Rewrite every item below as a JSON list of strings, one string per line, leaving out any blank lines.

SOURCE DATA ->
+++++

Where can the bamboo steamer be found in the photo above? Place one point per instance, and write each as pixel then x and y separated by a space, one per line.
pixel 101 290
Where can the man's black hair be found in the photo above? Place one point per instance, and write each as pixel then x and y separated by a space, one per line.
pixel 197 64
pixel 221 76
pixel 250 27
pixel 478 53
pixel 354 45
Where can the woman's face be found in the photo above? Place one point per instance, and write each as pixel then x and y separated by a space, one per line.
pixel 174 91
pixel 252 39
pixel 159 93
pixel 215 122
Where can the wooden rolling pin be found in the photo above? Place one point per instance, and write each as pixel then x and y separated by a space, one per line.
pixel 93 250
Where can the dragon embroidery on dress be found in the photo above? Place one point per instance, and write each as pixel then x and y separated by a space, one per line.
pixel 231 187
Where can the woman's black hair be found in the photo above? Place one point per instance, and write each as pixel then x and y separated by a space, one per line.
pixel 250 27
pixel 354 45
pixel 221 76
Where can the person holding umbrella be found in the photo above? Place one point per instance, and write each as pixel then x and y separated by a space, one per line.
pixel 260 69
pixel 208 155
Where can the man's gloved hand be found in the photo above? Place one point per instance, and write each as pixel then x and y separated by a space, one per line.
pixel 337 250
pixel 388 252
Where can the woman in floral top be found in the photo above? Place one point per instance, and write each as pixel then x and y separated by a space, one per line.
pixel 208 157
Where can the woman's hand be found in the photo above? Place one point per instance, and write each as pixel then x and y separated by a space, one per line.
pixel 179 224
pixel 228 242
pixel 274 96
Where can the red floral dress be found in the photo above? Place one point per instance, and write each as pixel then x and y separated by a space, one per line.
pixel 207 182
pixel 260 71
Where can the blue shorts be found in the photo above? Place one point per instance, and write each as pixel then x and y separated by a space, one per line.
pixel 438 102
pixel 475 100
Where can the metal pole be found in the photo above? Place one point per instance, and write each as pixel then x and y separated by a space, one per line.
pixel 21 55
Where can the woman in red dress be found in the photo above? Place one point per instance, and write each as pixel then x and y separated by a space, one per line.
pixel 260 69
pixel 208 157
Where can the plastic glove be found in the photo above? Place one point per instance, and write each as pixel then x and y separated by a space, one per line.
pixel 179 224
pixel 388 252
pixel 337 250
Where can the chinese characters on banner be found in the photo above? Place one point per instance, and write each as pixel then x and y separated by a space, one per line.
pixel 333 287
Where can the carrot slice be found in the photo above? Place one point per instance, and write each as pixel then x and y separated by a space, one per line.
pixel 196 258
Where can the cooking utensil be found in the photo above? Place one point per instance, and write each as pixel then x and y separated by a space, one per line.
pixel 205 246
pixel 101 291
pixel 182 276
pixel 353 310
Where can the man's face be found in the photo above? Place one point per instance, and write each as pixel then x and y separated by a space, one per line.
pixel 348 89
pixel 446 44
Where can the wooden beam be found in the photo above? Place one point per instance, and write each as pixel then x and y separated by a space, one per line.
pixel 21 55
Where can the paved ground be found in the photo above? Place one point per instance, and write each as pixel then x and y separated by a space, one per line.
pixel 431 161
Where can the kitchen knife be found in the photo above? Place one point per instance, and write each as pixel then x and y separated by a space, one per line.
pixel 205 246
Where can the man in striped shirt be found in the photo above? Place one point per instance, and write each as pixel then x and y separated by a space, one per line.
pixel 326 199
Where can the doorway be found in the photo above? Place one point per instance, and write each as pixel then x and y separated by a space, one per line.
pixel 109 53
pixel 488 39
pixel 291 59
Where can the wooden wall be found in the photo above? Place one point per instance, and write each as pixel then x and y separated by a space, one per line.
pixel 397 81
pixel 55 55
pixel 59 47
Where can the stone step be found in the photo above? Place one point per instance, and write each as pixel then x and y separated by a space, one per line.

+++++

RESULT ->
[
  "Where can the bamboo steamer be found in the photo above? Place one point per instance, and write each as pixel then x and y separated by a space, one per line.",
  "pixel 101 290",
  "Where can the man's black hair be found in the photo above? Place one point per instance, and write each as pixel then x and y separated by a space, one per line.",
  "pixel 197 64",
  "pixel 221 76",
  "pixel 250 27",
  "pixel 478 53",
  "pixel 354 45",
  "Where can the woman's face be found in the photo above? Place one point per instance, and write each as pixel then x and y separated by a space, one per line.",
  "pixel 174 91",
  "pixel 252 39",
  "pixel 159 93",
  "pixel 215 122",
  "Where can the wooden rolling pin be found in the photo above? Place one point per instance, and write each as pixel then x and y separated by a space, one per line.",
  "pixel 93 250",
  "Where can the dragon embroidery on dress be found in the photo above? Place one point per instance, and write each as pixel then x and y separated by a space, one per line.",
  "pixel 231 187",
  "Where can the woman's black hair be found in the photo above? Place one point per instance, and write each as pixel then x and y separated by a space, one per line.",
  "pixel 250 27",
  "pixel 354 45",
  "pixel 221 76",
  "Where can the person holding umbrella be found in the photo above? Place one point per instance, and write each as pixel then x and y separated by a space, one per line.",
  "pixel 260 69",
  "pixel 208 155",
  "Where can the man's gloved hand be found in the photo above? Place one point per instance, and write each as pixel then x and y separated by a space, one per line.",
  "pixel 337 250",
  "pixel 388 252",
  "Where can the woman in floral top be found in the photo above? Place one point per instance, and write each as pixel then x and y separated by a space, one per line.",
  "pixel 208 157",
  "Where can the woman's hand be found in the photo above? Place one point per instance, and write each as pixel then x and y separated by a space, one per line.",
  "pixel 179 224",
  "pixel 228 242",
  "pixel 274 96",
  "Where can the red floral dress be found in the photo above? Place one point per instance, and write each as pixel then x and y separated by a space, one per line.",
  "pixel 207 182",
  "pixel 260 71",
  "Where can the blue shorts be found in the photo above? Place one point per instance, and write each as pixel then x and y separated by a space, one per line.",
  "pixel 438 102",
  "pixel 475 100",
  "Where can the metal pole be found in the photo above? Place one point per instance, and write each as pixel then x and y separated by a space, one per line.",
  "pixel 21 55",
  "Where can the woman in red dress be found in the photo above? Place one point per instance, and write each as pixel then x and y separated by a space, one per line.",
  "pixel 260 69",
  "pixel 208 157",
  "Where can the plastic glove be found in the photo above? Place one point per instance, and write each as pixel then x and y separated by a space, one per line.",
  "pixel 179 224",
  "pixel 388 252",
  "pixel 337 250",
  "Where can the chinese characters on banner be found in the photo above? Place one point per instance, and write each as pixel then x and y separated by a space, one per line.",
  "pixel 333 287",
  "Where can the carrot slice be found in the photo above? Place one point per instance, and write each as pixel then x and y separated by a space, one per line.",
  "pixel 196 258",
  "Where can the cooking utensil be found in the photo above? Place one point per instance, and write each as pixel then x and y separated by a space, one per line.",
  "pixel 205 246",
  "pixel 101 291",
  "pixel 182 276",
  "pixel 353 310",
  "Where can the man's face be found in the photo above? Place one point per instance, and write each as pixel then x and y separated by a space, one per line.",
  "pixel 348 89",
  "pixel 446 44",
  "Where can the wooden beam be found in the photo above? Place one point per instance, and write each as pixel then x and y separated by a space, one per line.",
  "pixel 21 55",
  "Where can the paved ground be found in the photo above? Place one point per instance, and write each as pixel then x and y separated by a space, one per line.",
  "pixel 431 161",
  "Where can the kitchen knife be found in the photo above? Place one point per instance, and write each as pixel then x and y separated by a space, one per line.",
  "pixel 205 246",
  "Where can the man in striped shirt be found in the photo above? Place one point per instance, and write each as pixel then x and y separated by a space, one per line.",
  "pixel 326 199",
  "Where can the doorway be found in the photo above? Place one point per instance, and write each as pixel then x and y separated by a space, one per line.",
  "pixel 109 53",
  "pixel 488 39",
  "pixel 291 59",
  "Where can the wooden wall be found in the photo above? Place one point per instance, and write each as pixel then x and y separated by a space, one per line.",
  "pixel 397 81",
  "pixel 55 55",
  "pixel 59 47",
  "Where can the stone step be found in the photo above? Place one point per instance, and write each as pixel then x and y separated by a space, one per line."
]